TEXT
Knocked Loose is an American metalcore band from Oldham County, Kentucky, formed in 2013 and currently signed to Pure Noise Records. The band released its first studio album, Laugh Tracks, in September 2016 through Pure Noise Records.

History 
Knocked Loose's career in its current form began in 2013, but Garris has stated that he started playing with several of the band's current members in 2011 or 2012.

Their first studio material was an EP titled Pop Culture, released in 2014 on Little Heart Records.

In 2015, Knocked Loose released a split with Damaged Goods on No Luck Records (and digitally via Little Heart).

In the Spring of 2016, Knocked Loose supported Counterparts on their headlining tour. Gideon & Expire also joined up as support. The band then embarked on a Summer tour supporting The Acacia Strain on their 2016 Common Vision Tour. Oceano, Culture Killer and To the Wind also joined up on the tour. Then in the fall, the band supported Stick to Your Guns on their Better Ash than Dust tour. Stray from the Path and Expire joined up on the lineup as support.

PROBLEMS TO SOLVE
1. List every record label named in the text on Knocked Loose.
2. Please extend the text on Knocked Loose with a passage that follows on from its last sentence.

[Records from a data source]

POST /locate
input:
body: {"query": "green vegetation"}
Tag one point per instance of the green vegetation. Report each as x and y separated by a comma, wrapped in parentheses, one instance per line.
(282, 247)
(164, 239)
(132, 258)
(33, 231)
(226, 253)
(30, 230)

ANSWER LIST
1. Pure Noise Records, Little Heart Records, No Luck Records

2.
In 2016, the band announced their first studio album, titled Laugh Tracks, would be released by Pure Noise Records, who they had signed to earlier that year. The album was released on September 16, 2016. On August 9, 2016, Knocked Loose premiered a new song off their upcoming album titled Oblivions Peak. On May 31, 2017, the band released a music video for two combined songs from Laugh Tracks, "Billy No Mates / Counting Worms", with the video beginning with Billy No Mates and instantaneously moving into Counting Worms.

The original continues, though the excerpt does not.